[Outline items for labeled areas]

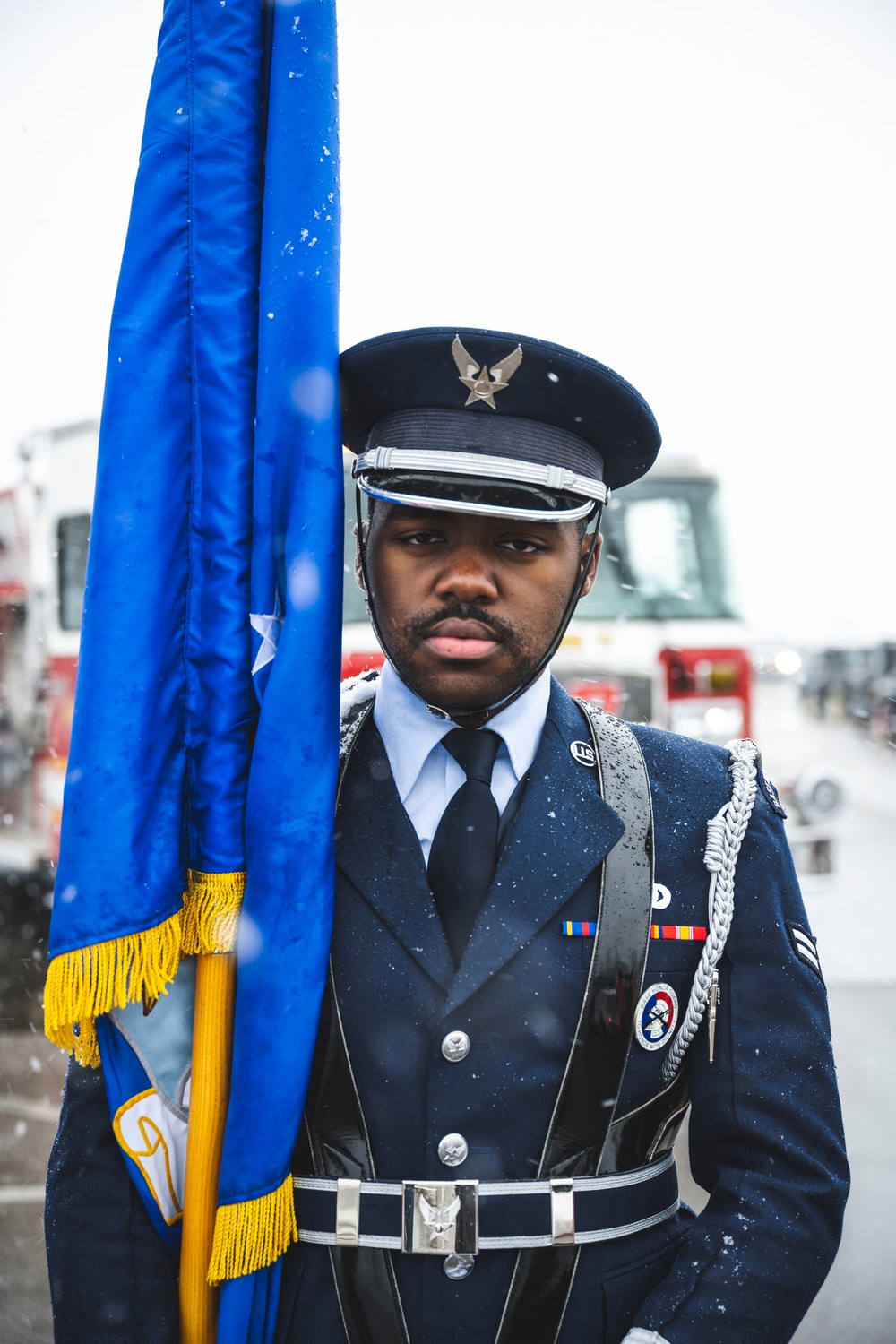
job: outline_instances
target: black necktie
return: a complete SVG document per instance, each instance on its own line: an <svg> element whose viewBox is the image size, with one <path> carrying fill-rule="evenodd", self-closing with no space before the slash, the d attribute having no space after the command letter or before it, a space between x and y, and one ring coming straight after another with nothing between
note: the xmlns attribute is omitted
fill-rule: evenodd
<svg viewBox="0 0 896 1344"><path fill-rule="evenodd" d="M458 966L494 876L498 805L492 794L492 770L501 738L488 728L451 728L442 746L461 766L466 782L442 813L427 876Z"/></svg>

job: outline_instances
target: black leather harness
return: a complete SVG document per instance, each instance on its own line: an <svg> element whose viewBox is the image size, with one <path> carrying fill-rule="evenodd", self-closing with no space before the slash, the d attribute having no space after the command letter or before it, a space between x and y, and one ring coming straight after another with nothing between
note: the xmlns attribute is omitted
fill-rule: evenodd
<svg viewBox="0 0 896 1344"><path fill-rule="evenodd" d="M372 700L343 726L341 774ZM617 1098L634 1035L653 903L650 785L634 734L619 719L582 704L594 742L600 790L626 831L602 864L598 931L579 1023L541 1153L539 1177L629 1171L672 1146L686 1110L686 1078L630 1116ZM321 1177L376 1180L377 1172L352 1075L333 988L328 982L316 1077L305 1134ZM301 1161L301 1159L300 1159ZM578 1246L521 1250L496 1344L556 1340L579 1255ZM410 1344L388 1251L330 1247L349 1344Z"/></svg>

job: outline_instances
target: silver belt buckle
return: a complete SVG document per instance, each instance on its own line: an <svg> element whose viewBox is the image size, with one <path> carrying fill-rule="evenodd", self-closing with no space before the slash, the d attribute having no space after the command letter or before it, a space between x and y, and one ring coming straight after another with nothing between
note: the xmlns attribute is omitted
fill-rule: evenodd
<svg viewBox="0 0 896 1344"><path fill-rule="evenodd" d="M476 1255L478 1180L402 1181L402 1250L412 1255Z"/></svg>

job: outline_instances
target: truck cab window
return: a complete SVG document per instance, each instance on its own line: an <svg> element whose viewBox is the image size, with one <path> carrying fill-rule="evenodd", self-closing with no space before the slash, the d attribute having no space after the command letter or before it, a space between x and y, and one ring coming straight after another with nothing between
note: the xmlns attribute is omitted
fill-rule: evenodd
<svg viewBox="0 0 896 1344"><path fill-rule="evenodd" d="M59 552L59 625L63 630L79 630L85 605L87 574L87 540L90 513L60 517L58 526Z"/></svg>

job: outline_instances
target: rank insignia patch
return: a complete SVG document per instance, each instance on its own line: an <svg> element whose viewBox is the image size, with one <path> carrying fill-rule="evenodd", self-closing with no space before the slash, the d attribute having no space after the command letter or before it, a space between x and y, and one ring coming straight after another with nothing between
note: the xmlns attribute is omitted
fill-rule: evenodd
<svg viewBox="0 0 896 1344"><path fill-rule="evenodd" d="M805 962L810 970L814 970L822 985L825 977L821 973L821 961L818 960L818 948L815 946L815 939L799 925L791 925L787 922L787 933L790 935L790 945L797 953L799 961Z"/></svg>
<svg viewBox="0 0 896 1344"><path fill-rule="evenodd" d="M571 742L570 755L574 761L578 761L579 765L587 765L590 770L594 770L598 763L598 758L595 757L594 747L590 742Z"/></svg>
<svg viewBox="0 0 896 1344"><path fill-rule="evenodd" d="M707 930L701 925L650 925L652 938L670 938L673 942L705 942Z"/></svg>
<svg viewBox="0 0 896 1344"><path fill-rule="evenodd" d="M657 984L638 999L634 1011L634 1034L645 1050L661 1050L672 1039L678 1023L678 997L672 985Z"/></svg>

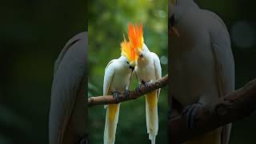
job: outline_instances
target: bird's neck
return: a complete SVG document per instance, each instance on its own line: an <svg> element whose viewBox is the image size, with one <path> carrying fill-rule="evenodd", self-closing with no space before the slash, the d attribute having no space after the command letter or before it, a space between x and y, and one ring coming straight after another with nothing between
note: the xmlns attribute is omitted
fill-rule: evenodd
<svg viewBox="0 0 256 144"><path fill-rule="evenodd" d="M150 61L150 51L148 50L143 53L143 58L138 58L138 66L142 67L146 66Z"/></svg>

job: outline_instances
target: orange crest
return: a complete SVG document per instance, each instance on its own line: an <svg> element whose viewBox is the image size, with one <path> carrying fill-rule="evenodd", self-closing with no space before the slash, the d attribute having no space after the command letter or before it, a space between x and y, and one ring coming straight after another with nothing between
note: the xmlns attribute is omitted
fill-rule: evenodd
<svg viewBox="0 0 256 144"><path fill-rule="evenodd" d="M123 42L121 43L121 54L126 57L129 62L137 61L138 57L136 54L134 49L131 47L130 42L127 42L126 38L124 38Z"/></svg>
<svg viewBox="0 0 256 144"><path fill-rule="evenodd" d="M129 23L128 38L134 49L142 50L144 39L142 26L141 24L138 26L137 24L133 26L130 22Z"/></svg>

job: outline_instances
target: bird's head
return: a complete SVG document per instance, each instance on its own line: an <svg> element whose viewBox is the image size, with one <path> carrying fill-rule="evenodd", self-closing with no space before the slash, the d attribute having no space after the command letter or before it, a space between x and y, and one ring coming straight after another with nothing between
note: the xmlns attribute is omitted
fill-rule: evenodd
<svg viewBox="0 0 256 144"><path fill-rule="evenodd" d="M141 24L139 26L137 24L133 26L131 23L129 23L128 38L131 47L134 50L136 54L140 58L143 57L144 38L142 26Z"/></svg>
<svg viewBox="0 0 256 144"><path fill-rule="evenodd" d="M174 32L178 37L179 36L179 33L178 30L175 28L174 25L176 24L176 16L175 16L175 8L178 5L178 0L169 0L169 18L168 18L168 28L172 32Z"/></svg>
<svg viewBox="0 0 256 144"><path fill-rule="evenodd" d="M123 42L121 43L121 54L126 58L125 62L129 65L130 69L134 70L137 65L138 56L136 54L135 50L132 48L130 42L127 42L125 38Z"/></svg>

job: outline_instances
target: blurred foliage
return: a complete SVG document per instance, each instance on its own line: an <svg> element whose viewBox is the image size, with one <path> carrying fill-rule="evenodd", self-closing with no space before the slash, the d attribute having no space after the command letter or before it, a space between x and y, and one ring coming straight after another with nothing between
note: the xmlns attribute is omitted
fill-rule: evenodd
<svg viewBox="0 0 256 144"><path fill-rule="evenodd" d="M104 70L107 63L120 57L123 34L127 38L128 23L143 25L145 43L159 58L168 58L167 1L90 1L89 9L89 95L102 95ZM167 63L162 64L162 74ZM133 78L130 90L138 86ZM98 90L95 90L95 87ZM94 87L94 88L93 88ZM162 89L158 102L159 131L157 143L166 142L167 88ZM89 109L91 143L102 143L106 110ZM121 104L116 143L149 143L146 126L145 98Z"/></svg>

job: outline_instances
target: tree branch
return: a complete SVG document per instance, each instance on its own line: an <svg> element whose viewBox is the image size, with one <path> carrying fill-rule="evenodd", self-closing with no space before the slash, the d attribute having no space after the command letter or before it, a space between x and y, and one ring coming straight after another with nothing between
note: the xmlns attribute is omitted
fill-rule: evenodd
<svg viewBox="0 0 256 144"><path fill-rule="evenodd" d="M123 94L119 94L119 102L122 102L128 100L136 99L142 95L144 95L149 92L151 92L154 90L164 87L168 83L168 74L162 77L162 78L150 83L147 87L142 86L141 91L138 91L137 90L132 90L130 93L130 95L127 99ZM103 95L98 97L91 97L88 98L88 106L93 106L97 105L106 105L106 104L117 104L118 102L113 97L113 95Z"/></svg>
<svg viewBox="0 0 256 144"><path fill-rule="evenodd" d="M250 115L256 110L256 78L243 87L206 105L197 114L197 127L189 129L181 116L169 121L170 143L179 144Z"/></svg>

**WHAT THE EXERCISE ASKS**. Extract the rows from their beginning up to and including the line containing "966L494 876L498 805L492", copying each line unchanged and omitting the pictures.

**EXERCISE RESPONSE**.
job: outline_instances
target: black necktie
return: a complete SVG document per instance, each instance on its own line: an <svg> element whose viewBox is the image size, with one <path> carrying fill-rule="evenodd", self-closing with no space before the slash, the d attribute having no space after the command letter or before it, a space between x and y, and one ring coming straight after another with nothing between
note: the xmlns attribute is omitted
fill-rule: evenodd
<svg viewBox="0 0 896 1344"><path fill-rule="evenodd" d="M458 966L494 876L498 805L492 794L492 770L501 738L488 728L451 728L442 746L461 766L466 782L442 813L427 876Z"/></svg>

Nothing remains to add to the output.